§ Given problem 1: Copy the stretch of the text on composing bijections from "Ok, modules loaded: B2." through "isomorphic to m a.", switching each "incrementB" to "bumpB".

§ Source extract:

And with a little redefinition
-- | bijections
type a <-> b = forall q. Arrow q => Bidirectional (->) q a b

incrementB :: Int <-> Int
incrementB = Bidirectional (+1) (arr $ subtract 1)
We can!
λ :l B1.hs
[1 of 1] Compiling B1               ( B1.hs, interpreted )
Ok, modules loaded: B1.
λ :t incrementB . enumI
incrementB . enumI
  :: Enum a => Bidirectional (->) (Kleisli Maybe) a Int
λ :t equalS 0 . incrementB
equalS 0 . incrementB
  :: Bidirectional (->) (Kleisli NonEmpty) Int Bool
However, what still can't do is compose surjections and injections:
λ :t equalS 0 . incrementB . enumI

<interactive>:1:25:
    Couldn't match type ‘Maybe’ with ‘NonEmpty’
    Expected type: Bidirectional (->) (Kleisli NonEmpty) a Int
      Actual type: a ?-> Int
    In the second argument of ‘(.)’, namely ‘enumI’
    In the second argument of ‘(.)’, namely ‘incrementB . enumI’
Leaving Category alone for a time, consider how a -> NonEmpty b and b -> Maybe a would compose.  Both NonEmpty and Maybe are Functors, so we
could use fmap to get a -> NonEmpty (Maybe b) or b -> Maybe (NonEmpty b).
These are Kleisli (Compose NonEmpty Maybe) and Kleisli (Compose Maybe NonEmpty) arrows which are both isomorphic to Kleisli [] arrows, which we've
chosen to represent functions without provable preimage properties.
In general, we can compose any Kleisli m and Kleisli n arrows to get a
Kleisli (Compose m n) arrow as long as m is a Functor:
(#) :: Functor m
    => Bidirectional (->) (Kleisli m) b c
    -> Bidirectional (->) (Kleisli n) a b
    -> Bidirectional (->) (Kleisli (Compose m n)) a c
Bidirectional pbc qcb # Bidirectional pab qab = Bidirectional (pbc . pab) . Kleisli $
  Compose . fmap (runKleisli qab) . runKleisli qcb
infixr 9 #

This gives us a way to compose surjections and injections, even if it's not very pretty:
λ :l B2.hs
[1 of 1] Compiling B2               ( B2.hs, interpreted )
Ok, modules loaded: B2.
λ :t equalS 0 # incrementB # enumI
equalS 0 # incrementB # enumI
  :: (Enum a, Monad m) =>
     Bidirectional
       (->) (Kleisli (Compose NonEmpty (Compose m Maybe))) a Bool
λ :t incrementB # incrementB
incrementB # incrementB
  :: (Monad m, Monad n) =>
     Bidirectional (->) (Kleisli (Compose m n)) Int Int
We want to collapse these Compose layers somehow. When we were using (.) above, it was unnecessary
because for any monad Compose m m a is isomorphic to m a.
What we really need to do is teach the type system that composition of these arrows
obeys a lattice. For the types we care about, that lattice is just
              (->)

§ Given problem 2: Identify every line in the entries that contains the string "hand", and copy each of those lines. Case counts.

(Pointing dataset excerpts)

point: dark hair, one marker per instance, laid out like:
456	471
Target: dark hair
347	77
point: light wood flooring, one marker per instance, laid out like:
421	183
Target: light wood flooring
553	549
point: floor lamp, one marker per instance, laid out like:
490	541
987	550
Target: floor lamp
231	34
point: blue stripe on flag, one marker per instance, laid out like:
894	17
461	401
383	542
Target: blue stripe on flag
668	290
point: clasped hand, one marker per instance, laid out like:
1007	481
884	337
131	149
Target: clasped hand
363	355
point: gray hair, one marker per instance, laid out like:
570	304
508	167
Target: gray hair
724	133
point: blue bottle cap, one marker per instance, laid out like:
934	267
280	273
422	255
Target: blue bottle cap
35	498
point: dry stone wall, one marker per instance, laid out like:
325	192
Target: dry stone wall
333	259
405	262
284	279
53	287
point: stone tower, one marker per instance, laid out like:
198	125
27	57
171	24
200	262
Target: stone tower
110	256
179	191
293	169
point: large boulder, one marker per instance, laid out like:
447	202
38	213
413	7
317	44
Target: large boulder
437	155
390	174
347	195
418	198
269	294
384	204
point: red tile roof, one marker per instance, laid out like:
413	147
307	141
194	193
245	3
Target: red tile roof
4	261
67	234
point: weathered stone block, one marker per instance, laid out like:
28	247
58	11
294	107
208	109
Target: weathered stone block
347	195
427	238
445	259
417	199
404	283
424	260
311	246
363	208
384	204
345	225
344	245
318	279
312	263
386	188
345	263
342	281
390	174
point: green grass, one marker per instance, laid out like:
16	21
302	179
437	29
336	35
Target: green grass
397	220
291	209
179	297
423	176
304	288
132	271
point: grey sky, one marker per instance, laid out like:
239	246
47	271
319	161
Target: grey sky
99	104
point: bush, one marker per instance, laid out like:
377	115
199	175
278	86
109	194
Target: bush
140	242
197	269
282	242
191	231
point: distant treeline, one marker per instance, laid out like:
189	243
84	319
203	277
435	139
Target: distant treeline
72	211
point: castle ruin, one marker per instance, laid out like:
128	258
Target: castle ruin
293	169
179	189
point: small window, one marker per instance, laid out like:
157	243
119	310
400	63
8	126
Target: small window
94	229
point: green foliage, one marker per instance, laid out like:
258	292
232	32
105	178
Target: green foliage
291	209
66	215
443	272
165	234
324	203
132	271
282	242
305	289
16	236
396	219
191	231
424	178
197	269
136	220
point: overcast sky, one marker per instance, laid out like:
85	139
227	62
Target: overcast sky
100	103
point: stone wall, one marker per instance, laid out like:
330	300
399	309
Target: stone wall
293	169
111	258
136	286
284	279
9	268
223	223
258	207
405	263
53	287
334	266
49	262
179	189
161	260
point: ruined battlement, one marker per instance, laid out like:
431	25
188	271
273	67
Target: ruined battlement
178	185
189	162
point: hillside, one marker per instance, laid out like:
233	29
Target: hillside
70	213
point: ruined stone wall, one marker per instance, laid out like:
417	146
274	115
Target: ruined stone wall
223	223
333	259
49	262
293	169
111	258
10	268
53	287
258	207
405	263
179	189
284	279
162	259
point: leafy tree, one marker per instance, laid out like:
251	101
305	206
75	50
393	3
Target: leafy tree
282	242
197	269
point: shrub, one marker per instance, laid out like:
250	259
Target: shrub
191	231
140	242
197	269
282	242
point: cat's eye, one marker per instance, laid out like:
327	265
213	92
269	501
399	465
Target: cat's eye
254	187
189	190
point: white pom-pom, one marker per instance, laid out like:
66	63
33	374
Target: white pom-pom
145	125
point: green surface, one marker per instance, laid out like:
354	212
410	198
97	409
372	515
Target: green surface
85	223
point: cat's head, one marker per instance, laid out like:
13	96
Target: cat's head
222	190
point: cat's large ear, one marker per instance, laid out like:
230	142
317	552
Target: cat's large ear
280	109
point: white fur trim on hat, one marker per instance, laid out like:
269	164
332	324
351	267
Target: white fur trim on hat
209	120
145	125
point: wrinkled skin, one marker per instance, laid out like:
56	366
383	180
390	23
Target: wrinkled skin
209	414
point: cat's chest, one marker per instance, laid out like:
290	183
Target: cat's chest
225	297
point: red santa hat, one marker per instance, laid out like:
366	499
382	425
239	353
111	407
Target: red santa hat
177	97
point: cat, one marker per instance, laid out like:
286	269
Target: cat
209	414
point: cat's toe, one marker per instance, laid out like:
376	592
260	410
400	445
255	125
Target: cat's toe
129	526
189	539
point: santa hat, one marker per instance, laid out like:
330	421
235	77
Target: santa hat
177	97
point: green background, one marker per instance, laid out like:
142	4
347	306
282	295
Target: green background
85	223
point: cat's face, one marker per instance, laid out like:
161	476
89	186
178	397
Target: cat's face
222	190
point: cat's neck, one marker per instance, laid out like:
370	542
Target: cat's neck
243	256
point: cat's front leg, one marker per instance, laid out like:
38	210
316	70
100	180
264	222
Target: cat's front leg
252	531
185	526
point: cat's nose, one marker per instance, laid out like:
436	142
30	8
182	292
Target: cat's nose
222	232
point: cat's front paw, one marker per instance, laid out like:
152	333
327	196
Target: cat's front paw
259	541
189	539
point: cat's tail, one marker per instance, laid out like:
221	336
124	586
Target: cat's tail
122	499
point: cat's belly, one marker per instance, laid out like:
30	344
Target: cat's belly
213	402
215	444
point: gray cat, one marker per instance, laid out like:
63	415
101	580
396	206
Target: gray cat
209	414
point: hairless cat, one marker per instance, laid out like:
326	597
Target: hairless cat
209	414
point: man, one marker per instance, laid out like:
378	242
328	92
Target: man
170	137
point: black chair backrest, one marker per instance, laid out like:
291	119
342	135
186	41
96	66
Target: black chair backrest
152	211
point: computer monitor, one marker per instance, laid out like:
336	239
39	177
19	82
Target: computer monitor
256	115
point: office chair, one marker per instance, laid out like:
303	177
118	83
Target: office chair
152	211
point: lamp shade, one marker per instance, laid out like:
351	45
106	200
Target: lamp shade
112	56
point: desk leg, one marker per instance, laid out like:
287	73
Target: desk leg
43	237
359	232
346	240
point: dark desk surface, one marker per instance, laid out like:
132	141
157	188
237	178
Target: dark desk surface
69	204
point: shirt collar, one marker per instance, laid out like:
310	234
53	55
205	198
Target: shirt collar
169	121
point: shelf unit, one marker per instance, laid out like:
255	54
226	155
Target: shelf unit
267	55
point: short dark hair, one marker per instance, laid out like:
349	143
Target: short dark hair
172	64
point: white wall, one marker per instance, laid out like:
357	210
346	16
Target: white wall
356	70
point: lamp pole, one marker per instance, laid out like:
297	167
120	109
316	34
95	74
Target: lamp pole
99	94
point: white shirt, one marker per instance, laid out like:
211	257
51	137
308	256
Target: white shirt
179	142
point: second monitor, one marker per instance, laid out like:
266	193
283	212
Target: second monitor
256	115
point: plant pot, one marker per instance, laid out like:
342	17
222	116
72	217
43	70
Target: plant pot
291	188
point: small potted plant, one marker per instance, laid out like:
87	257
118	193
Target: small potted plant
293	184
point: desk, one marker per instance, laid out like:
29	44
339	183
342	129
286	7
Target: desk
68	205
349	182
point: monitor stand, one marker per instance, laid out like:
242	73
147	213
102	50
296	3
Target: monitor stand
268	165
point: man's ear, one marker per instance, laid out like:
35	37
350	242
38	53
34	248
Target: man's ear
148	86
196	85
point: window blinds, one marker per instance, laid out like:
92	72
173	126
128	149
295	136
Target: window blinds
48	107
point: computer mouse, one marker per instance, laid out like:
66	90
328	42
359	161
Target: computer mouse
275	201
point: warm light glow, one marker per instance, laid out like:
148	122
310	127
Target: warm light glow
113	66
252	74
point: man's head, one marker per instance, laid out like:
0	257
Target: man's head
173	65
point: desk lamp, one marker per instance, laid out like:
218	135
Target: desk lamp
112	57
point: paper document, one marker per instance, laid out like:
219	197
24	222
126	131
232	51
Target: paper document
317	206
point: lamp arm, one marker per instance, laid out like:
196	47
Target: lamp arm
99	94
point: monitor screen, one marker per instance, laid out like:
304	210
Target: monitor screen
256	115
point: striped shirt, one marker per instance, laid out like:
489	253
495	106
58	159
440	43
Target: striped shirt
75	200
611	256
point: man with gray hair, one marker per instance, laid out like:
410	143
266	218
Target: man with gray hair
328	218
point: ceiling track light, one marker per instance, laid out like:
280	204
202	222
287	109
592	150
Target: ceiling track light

§ Exercise output 1:
Ok, modules loaded: B2.
λ :t equalS 0 # bumpB # enumI
equalS 0 # bumpB # enumI
  :: (Enum a, Monad m) =>
     Bidirectional
       (->) (Kleisli (Compose NonEmpty (Compose m Maybe))) a Bool
λ :t bumpB # bumpB
bumpB # bumpB
  :: (Monad m, Monad n) =>
     Bidirectional (->) (Kleisli (Compose m n)) Int Int
We want to collapse these Compose layers somehow. When we were using (.) above, it was unnecessary
because for any monad Compose m m a is isomorphic to m a.

§ Exercise output 2:
point: clasped hand, one marker per instance, laid out like:
Target: clasped hand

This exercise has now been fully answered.